Please restate every record below word for word.

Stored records
'''
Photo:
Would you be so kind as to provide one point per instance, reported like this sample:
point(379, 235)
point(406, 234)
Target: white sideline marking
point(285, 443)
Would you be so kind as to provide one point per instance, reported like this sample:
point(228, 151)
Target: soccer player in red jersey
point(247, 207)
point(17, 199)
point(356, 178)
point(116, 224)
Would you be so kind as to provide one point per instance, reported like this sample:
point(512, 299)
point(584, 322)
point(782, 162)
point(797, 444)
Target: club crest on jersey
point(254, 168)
'''
Finished task
Photo:
Would you be so kind as to provide one point per instance, reported like this sample:
point(379, 235)
point(406, 234)
Target: white sideline marking
point(285, 443)
Would you be so kind as to provide one point per instance, reported like this sample:
point(228, 151)
Target: soccer player in red jersey
point(247, 207)
point(17, 199)
point(356, 178)
point(116, 224)
Would you be so kind as to provide one point per instance, reported like this sample:
point(512, 299)
point(584, 322)
point(782, 162)
point(797, 444)
Target: club crest on jersey
point(254, 168)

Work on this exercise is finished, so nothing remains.